EXTRACTED TEXT:
* * *
Describe all contractual obligations incurred by each Smithfield subsidiary identified in your answer to Interrogatory No. 1 for which Smithfield is also a guarantor.

Response:

REDACTED

Interrogatory 14:

Describe any changes made in the policies, procedures or practices of any Smithfield subsidiary relating to corporate sales, marketing programs, transportation, logistics and information technology as a result of any actions by, or at the direction of, Joseph W. Luter, IV in his capacity as head of what you described in a October 19, 2001 press release as "a major new corporate initiative to invoke a closer relationship between the operating subsidiaries to maximize the available synergies within the Smithfield Foods family of companies."

Response:

See General Objections. Further, DOJ requests information regarding conduct and events that occurred well after the alleged causes of action accrued and after the time DOJ alleged SFD was in violation of the relevant statute. Therefore, SFD further objects to this interrogatory as seeking information that is irrelevant and this interrogatory is overly broad, unduly burdensome, and not reasonably calculated to lead to the discovery of admissible evidence.

Interrogatory 15:

Describe any changes made in the policies, procedures or practices of any Smithfield subsidiary relating to logistics as a result of any actions by, or at the direction of, Lawrence Shipp, whose appointment as Vice President, Logistics, you announced in a press released dated January 3, 2002.

Response:

See General Objections. Further, Lawrence Shipp joined SFD as Vice President of Logistics on January 3, 2002. This was well after the alleged causes of action accrued and after the time DOJ alleged SFD was in violation of the relevant statute. Therefore, SFD further objects to this interrogatory as seeking information that is irrelevant and this interrogatory is overly broad, unduly burdensome, and not reasonably calculated to lead to the discovery of admissible evidence.
* * *
RECORDED DATA:
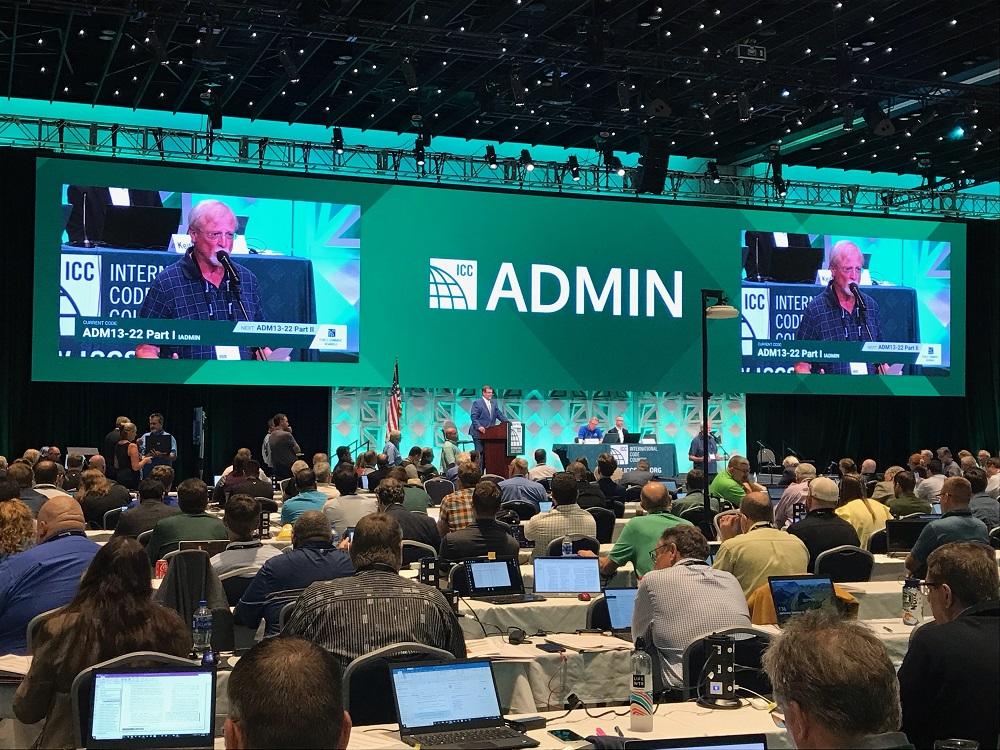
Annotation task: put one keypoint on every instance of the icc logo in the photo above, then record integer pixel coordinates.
(452, 284)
* * *
WHAT TO WORK ON:
a - In the Smithfield interrogatory responses, on what date did Lawrence Shipp join SFD as Vice President of Logistics?
b - Please go on with the Smithfield interrogatory responses, starting after the final sentence of the reply to Interrogatory 15.
This data has no connection to the Smithfield interrogatory responses.

EXERCISE RESULTS:
a - January 3, 2002.

b -
Interrogatory 16:

Describe any changes made in the policies, procedures or practices of any Smithfield subsidiary relating to logistics or information technology as a result of any actions by, or at the direction of, Mansour Zadeh, whose appointment as Chief Information Officer, you announced in a press release dated January 3, 2002.

Response:

REDACTED

Interrogatory 17:

Identify each employee of Smithfield or any Smithfield subsidiary who plays any role in the marketing or sale of products produced by each subsidiary identified in your answer to Interrogatory No. 1.

Response:

REDACTED

REDACTED

Interrogatory 18:

For each employee identified in your answer to Interrogatory No. 17, provide a brief description of each employee's day-to-day activities as they relate to sales and marketing for those subsidiaries identified in your answer to Interrogatory No. 1.

Responses:

REDACTED

Interrogatory 19:

Identify the entity(s) that paid a salary to, or otherwise provided remuneration to, each Smithfield officer and each Smithfield directory during such times as such officer or director also served as an officer or director of any Smithfield subsidiary.

Response:

REDACTED



  SMITHFIELD FOODS, INC.
By: _______________/s/________________
Lisa Butler

Objections By: "/s/" Thomas G. Slater
Counsel


Kevin J. Arquit (D.C. Bar No. 438511)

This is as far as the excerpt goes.